──────── ФРАГМЕНТ ТЕКСТА
## Выявление этнических тем в коллекции LiveJournal

#### Автор: Мурат Апишев (great-mel@yandex.ru)

In [1]:
# -*- coding: utf-8 -*-
import artm

import codecs
import os
import glob
import sys

def dynamic_print(str):
    sys.stdout.write('\r{}'.format(str))
    sys.stdout.flush()
    
batches_folder = 'lj_batches_10k'


In [2]:
if os.path.isdir(batches_folder) and len(glob.glob(os.path.join(batches_folder, '*.batch'))) > 0:
    batches = artm.BatchVectorizer(data_path=batches_folder)
else:
    batches = artm.BatchVectorizer(data_format='vowpal_wabbit',
                                   target_folder=batches_folder,
                                   data_path='lj_full.vw.txt',
                                   batch_size=10000)
    

In [3]:
def print_scores(model):
    for topic_name in model.topic_names:
        print '{}: '.format(topic_name),
        for elem in model.score_tracker['TopTokensAll'].last_topic_info[topic_name].tokens:
            print u'{}, '.format(elem),
        print '\n'
    
    print 'Sparsity Phi: {}'.format(model.score_tracker['SparsityPhiAll'].last_value)
────────────────
──────── ДАННЫЕ
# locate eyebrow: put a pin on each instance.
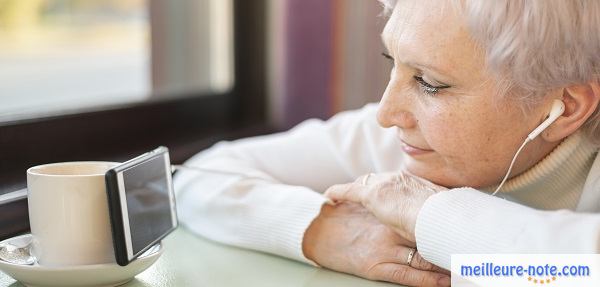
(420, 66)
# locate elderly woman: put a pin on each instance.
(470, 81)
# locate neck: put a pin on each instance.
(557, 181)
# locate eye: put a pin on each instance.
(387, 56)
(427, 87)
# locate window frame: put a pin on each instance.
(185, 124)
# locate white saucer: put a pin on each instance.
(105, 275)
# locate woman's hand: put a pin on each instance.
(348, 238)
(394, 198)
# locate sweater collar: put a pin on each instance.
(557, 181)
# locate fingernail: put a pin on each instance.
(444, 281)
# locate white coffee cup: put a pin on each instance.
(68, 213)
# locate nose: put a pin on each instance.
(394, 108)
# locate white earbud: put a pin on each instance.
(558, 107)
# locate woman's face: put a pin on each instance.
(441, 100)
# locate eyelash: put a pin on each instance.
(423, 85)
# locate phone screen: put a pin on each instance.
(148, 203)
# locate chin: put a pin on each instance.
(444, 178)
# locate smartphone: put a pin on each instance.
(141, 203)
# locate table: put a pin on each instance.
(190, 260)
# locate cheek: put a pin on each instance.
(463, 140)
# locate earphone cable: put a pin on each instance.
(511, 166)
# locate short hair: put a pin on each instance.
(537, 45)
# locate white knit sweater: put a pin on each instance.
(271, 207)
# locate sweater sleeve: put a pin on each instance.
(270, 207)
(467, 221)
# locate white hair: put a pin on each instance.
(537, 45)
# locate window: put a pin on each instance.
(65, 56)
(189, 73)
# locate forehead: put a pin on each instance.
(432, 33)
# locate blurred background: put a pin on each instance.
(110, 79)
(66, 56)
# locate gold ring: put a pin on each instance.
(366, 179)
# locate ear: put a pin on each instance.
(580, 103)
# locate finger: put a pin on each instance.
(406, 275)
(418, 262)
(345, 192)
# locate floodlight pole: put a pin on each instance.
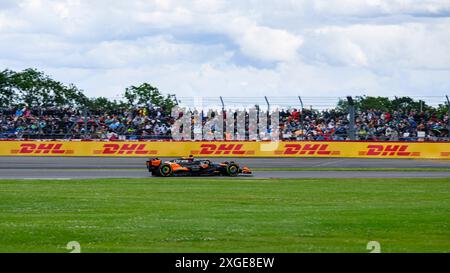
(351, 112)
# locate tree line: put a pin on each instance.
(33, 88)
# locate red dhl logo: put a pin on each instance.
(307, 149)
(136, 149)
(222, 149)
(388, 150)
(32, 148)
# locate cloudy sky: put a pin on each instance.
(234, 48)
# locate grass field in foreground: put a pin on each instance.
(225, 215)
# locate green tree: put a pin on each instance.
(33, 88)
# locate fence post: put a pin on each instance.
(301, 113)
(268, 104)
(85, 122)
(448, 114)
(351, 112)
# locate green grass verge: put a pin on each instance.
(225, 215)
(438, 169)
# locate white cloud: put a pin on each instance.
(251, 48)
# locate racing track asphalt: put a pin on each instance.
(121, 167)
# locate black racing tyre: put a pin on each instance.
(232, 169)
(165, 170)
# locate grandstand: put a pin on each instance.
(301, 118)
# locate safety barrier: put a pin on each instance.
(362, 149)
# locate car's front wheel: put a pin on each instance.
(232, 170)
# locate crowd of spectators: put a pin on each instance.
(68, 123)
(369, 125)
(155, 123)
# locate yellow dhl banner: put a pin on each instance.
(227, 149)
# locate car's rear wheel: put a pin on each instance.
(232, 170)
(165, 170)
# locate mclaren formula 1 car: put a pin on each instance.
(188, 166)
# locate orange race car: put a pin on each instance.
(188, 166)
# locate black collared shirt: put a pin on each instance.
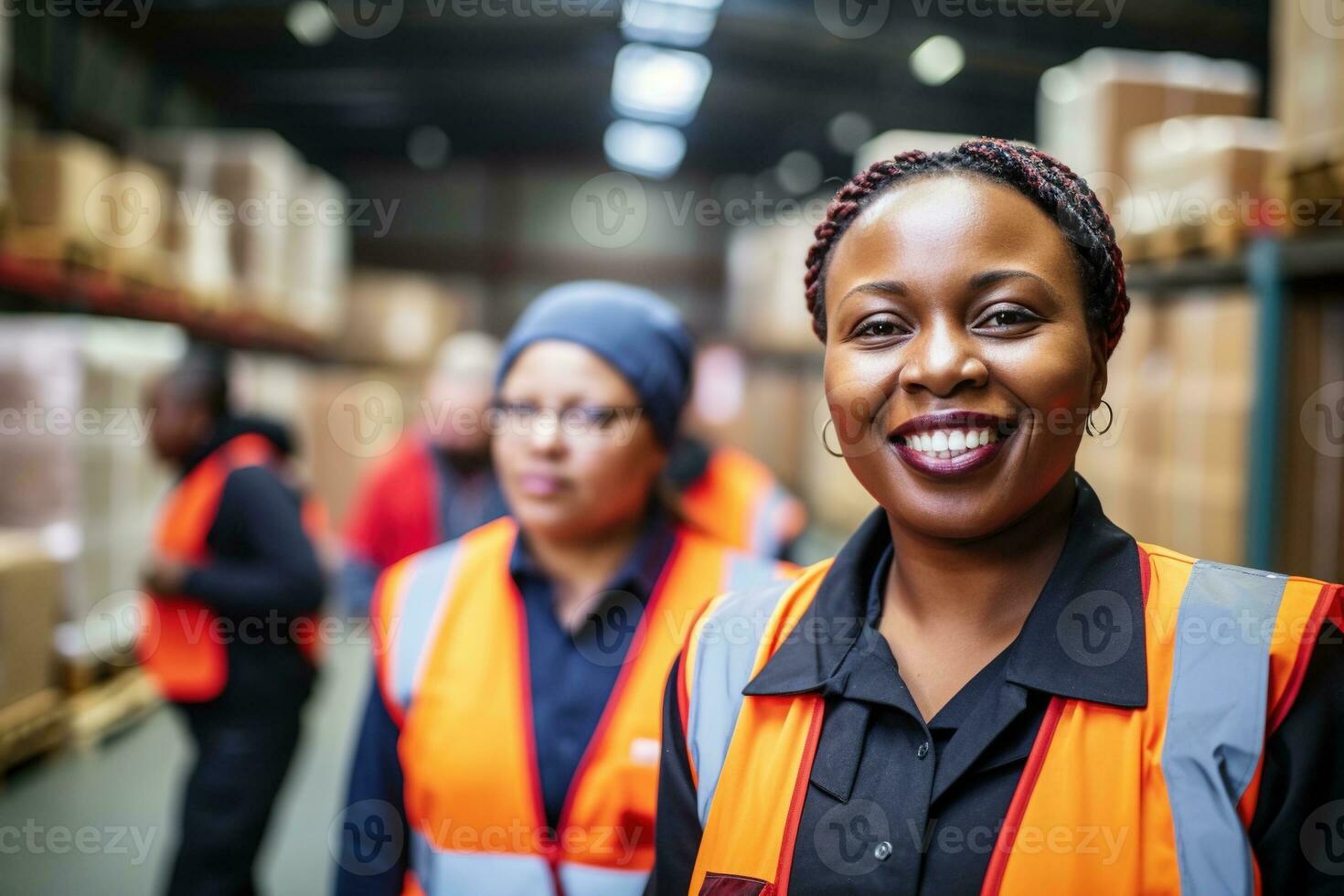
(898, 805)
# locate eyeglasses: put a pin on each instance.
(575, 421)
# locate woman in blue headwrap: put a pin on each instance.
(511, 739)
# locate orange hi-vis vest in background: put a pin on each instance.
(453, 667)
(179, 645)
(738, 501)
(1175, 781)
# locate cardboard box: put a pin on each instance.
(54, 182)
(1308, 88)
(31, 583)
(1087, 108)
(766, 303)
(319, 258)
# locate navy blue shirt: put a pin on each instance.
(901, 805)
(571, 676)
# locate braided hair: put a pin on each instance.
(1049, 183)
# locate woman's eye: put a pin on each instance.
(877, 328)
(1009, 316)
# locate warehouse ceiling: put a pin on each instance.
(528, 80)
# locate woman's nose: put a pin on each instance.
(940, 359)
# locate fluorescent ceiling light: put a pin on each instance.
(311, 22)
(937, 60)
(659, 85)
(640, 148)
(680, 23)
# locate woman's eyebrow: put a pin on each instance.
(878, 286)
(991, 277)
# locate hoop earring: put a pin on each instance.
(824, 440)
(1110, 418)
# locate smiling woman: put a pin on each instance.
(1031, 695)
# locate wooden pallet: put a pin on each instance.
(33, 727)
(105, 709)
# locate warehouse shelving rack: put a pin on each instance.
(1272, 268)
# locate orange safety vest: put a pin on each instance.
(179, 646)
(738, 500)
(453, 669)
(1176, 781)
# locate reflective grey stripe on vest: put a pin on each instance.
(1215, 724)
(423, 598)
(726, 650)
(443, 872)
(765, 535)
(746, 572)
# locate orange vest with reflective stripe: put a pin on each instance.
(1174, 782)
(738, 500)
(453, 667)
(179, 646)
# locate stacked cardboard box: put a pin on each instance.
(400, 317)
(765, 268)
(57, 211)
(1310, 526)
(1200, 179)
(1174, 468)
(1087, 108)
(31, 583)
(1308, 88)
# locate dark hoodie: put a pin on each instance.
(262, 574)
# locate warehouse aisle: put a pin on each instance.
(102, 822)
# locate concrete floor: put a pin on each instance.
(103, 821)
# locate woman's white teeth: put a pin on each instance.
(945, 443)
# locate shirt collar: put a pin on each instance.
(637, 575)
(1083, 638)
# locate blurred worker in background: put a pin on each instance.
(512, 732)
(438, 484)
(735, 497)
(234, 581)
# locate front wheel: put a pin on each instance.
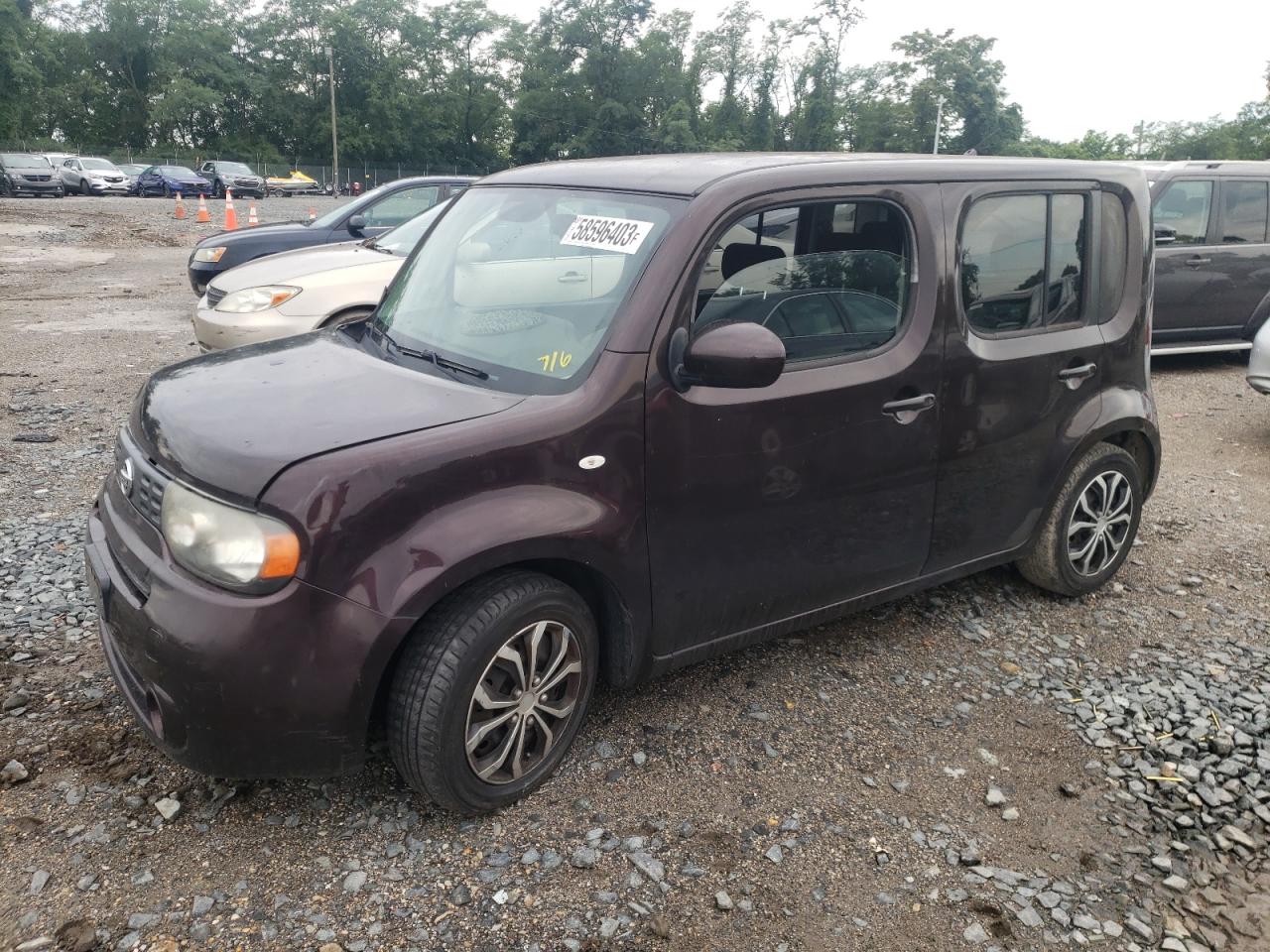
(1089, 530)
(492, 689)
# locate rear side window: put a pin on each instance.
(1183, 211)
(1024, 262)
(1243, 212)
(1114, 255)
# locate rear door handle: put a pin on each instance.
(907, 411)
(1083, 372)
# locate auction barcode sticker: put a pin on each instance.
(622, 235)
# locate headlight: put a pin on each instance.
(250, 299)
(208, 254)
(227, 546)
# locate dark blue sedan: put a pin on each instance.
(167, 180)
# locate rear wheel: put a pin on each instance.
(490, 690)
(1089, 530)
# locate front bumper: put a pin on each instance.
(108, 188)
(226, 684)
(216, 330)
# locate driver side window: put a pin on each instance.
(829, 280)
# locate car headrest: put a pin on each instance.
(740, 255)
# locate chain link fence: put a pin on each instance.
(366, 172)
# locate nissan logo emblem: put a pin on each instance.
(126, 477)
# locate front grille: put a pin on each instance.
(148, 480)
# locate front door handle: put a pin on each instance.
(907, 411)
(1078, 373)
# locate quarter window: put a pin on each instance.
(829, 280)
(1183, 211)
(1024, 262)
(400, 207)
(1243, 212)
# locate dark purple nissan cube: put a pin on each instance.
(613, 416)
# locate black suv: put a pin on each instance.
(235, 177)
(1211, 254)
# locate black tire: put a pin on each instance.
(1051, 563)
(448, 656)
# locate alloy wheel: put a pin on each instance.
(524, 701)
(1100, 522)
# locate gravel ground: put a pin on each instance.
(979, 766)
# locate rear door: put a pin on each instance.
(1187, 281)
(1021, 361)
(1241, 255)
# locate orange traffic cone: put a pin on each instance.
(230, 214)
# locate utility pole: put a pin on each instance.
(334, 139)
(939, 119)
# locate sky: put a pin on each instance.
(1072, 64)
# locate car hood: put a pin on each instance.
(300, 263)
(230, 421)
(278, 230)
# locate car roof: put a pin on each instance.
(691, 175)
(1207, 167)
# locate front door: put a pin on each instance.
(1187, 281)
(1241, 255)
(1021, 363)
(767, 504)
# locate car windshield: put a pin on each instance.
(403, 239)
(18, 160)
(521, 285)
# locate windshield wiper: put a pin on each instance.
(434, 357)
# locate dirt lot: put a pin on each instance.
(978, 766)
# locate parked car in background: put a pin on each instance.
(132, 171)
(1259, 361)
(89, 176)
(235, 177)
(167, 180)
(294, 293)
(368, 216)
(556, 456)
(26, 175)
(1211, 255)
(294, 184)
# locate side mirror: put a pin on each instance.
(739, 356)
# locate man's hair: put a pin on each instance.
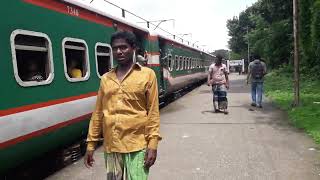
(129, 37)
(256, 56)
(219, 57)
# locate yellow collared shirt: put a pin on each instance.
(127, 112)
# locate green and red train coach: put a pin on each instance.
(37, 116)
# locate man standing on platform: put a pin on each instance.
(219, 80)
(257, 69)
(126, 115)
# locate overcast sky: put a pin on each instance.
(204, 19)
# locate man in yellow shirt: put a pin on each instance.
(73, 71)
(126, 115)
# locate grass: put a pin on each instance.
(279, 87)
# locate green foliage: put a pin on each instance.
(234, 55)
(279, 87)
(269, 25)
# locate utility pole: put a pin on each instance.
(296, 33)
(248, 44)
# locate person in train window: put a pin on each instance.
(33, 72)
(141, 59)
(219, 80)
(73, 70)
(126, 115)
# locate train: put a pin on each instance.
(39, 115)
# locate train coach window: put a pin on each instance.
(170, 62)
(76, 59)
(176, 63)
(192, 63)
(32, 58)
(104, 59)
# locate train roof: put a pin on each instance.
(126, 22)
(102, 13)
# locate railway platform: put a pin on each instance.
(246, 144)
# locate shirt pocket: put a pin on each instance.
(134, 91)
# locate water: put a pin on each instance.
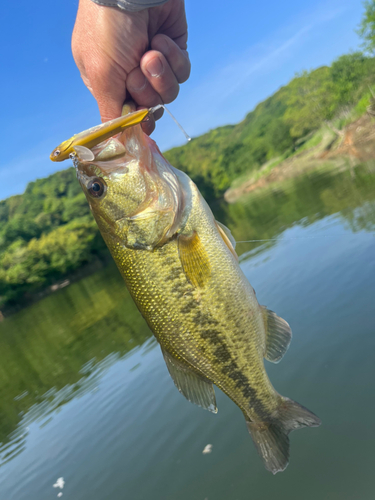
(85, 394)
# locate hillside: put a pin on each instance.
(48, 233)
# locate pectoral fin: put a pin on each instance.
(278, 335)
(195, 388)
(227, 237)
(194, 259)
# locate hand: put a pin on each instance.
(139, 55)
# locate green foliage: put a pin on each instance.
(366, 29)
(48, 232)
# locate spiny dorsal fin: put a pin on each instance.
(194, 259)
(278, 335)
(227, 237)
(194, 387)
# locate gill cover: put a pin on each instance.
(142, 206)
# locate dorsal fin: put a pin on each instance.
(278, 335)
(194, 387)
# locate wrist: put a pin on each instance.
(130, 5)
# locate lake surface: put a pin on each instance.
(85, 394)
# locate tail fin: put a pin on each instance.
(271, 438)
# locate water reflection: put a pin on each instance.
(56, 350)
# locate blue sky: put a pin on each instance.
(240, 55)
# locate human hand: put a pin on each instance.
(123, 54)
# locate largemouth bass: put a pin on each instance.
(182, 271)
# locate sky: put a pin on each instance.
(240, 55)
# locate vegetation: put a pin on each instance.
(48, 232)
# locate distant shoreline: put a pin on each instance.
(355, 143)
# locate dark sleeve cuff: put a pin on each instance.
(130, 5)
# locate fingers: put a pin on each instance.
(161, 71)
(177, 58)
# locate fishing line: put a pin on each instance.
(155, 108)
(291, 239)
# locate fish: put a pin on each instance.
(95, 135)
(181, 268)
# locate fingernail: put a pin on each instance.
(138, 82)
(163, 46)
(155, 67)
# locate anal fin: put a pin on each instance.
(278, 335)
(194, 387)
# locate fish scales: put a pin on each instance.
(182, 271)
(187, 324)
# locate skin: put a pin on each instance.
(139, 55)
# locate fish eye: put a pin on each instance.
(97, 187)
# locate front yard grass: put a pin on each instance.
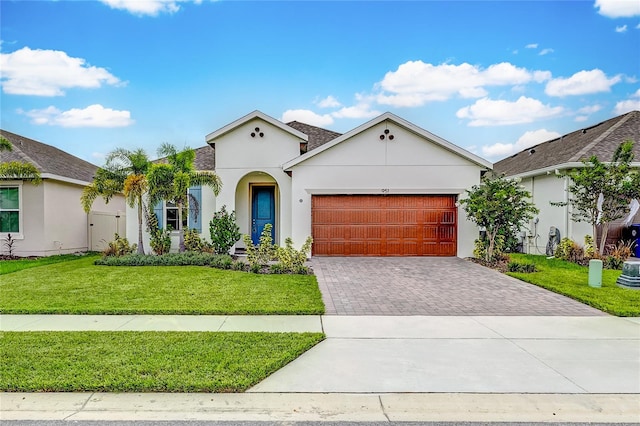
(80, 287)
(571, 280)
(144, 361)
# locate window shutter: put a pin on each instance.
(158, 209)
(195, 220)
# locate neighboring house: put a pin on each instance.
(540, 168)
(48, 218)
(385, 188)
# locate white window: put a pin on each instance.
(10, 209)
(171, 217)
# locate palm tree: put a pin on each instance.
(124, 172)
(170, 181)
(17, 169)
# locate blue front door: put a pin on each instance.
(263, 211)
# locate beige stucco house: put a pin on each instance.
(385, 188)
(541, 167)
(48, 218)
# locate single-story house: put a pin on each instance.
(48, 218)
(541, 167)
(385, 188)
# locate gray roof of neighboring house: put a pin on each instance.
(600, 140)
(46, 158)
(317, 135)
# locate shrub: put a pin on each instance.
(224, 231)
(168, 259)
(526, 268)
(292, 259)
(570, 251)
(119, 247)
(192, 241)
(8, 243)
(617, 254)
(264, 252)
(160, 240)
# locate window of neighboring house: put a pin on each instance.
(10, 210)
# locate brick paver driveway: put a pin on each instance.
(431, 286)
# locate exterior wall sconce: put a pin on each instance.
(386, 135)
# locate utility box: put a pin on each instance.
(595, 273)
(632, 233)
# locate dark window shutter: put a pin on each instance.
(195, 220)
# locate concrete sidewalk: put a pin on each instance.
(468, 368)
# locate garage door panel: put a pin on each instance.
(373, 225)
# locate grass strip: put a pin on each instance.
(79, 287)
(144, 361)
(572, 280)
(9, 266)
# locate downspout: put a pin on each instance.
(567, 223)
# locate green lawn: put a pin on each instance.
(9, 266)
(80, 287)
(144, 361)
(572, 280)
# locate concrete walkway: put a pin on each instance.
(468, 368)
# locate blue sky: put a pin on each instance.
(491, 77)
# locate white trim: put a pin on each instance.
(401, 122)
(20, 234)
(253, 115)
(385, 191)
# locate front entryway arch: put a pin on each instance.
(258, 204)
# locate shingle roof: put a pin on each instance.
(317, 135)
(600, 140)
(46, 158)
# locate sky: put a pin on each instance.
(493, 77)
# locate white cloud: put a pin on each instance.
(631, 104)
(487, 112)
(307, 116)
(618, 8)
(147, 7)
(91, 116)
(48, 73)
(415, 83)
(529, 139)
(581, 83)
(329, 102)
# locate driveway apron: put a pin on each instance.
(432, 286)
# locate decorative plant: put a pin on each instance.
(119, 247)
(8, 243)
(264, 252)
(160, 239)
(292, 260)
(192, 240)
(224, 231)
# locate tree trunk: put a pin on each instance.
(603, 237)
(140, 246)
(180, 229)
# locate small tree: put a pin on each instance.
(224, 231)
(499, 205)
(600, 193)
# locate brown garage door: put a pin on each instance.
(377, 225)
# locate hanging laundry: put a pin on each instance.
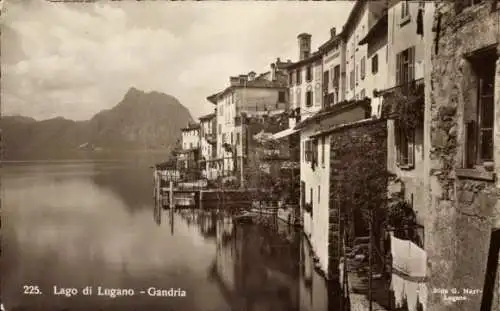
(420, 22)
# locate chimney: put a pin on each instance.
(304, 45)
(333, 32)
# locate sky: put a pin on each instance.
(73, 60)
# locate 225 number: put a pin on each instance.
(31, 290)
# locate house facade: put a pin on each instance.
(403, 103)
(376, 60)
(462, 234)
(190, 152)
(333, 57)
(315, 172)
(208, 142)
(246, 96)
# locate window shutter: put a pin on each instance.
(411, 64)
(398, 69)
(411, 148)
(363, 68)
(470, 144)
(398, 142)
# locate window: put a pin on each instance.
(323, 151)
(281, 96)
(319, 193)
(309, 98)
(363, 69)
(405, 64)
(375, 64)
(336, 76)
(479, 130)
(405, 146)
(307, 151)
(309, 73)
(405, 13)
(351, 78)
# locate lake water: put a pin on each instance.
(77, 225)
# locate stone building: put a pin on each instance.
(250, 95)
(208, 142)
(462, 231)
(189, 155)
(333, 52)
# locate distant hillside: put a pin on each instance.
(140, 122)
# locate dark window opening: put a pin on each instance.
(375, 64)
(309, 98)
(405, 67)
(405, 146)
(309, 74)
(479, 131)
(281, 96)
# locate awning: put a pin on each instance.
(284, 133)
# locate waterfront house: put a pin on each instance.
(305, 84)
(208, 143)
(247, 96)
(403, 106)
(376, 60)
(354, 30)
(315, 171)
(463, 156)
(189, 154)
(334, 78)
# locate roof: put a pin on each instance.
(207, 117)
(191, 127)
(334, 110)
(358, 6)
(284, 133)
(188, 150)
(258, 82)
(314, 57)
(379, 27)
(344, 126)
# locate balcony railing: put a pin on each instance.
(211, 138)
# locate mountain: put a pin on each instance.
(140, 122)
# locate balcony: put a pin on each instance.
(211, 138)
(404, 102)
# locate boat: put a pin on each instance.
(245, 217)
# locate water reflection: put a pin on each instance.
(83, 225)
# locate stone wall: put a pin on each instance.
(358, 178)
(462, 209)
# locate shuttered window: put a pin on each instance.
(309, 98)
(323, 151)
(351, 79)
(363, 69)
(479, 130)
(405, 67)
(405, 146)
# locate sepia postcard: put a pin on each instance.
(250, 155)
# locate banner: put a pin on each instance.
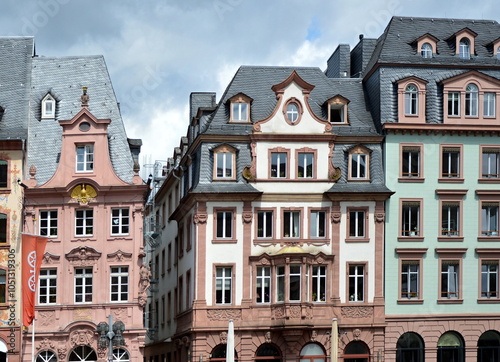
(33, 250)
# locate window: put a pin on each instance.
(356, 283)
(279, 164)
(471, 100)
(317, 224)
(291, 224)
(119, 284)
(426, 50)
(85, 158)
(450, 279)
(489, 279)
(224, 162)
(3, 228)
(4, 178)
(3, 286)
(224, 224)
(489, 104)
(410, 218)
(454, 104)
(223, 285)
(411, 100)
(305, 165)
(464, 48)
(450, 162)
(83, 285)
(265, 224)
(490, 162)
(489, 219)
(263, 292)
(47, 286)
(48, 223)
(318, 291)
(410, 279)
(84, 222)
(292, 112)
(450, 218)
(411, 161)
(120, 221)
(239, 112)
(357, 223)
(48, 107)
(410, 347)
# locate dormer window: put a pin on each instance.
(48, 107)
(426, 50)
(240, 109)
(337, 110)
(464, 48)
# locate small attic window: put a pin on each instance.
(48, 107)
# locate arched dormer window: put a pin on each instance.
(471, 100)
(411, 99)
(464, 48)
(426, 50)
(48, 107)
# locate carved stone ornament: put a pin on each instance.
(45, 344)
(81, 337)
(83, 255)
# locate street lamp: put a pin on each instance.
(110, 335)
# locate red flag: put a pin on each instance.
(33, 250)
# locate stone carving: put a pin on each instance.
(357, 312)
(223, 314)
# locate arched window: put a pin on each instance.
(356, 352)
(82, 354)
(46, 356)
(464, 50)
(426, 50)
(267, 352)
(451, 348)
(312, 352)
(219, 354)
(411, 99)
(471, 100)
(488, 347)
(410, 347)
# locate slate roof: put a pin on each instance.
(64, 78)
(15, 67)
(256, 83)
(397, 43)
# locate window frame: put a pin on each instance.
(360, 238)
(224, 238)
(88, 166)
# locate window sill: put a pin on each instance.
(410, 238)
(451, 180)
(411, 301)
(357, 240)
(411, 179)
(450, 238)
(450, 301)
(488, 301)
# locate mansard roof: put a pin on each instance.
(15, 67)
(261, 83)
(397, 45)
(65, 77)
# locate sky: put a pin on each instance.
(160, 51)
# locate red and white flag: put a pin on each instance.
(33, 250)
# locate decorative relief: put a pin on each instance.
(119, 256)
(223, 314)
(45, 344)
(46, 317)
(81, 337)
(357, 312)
────────────────
◆ ЗАДАНИЯ
1 – Определите, соответствуют ли фрагменту утверждения (a) размер пакета задан равным 10000; (b) данные загружаются в формате vowpal_wabbit; (c) папка с пакетами называется lj_batches_5k. На каждое ответьте «да» или «нет» и приведите решающие слова фрагмента.
2 – Перечислите все модули, которые импортируются во фрагменте.
3 – Продолжите фрагмент о выявлении этнических тем в коллекции LiveJournal с того места, на котором он обрывается.
Материал для выполнения заданий не требуется.

◆ ОТВЕТЫ ПО ЗАДАНИЯМ
1 –
(a) Да: «batch_size=10000».
(b) Да: «data_format='vowpal_wabbit'».
(c) Нет: «batches_folder = 'lj_batches_10k'».

2 – artm, codecs, os, glob, sys

3 –
    print 'Sparsity Theta: {}'.format(model.score_tracker['SparsityThetaEthnic'].last_value)
    print 'Topic Mass E: {}'.format(model.score_tracker['TopicMassPhiEthnic'].last_value)
    print 'Topic Mass G: {}'.format(model.score_tracker['TopicMassPhiGeneral'].last_value)


def save_scores(model, filename='results_file.txt'):
    with codecs.open(filename, 'w', 'utf-8') as fout:
        for topic_name in model.topic_names:
            fout.write('{}: '.format(topic_name))

            for elem in model.score_tracker['TopTokensAll'].last_topic_info[topic_name].tokens:
                fout.write(u'{}, '.format(elem))
            fout.write('\n')
    
        fout.write('Sparsity Phi: {}\n'.format(model.score_tracker['SparsityPhiAll'].last_value))
        fout.write('Sparsity Theta: {}\n'.format(model.score_tracker['SparsityThetaEthnic'].last_value))

        fout.write('Topic Mass E: {}\n\n'.format(model.score_tracker['TopicMassPhiEthnic'].last_value))
        for topic_name in e_topic_names:
            fout.write('{0}: {1}\n'.format(topic_name, model.score_tracker['TopicMassPhiEthnic'].last_topic_info[topic_name].topic_mass))
                   
        fout.write('Topic Mass G: {}\n\n'.format(model.score_tracker['TopicMassPhiGeneral'].last_value))
        for topic_name in g_topic_names:
            fout.write('{0}: {1}\n'.format(topic_name, model.score_tracker['TopicMassPhiGeneral'].last_topic_info[topic_name].topic_mass))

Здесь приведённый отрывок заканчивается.